**How to complete this task**
Filter the entries below, keeping every line that has the word "query".

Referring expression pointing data
________________

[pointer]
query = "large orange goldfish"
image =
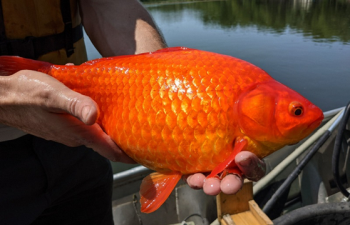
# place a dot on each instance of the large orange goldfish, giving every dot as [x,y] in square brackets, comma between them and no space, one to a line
[180,111]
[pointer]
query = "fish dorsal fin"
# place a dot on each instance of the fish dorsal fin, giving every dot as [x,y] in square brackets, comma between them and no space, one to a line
[229,163]
[173,49]
[94,61]
[155,189]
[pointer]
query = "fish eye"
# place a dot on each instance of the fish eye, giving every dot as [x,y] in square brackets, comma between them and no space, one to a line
[296,109]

________________

**Exercise solution**
query = "large orange goldfish"
query = "fish dorsal fin"
query = "fish eye"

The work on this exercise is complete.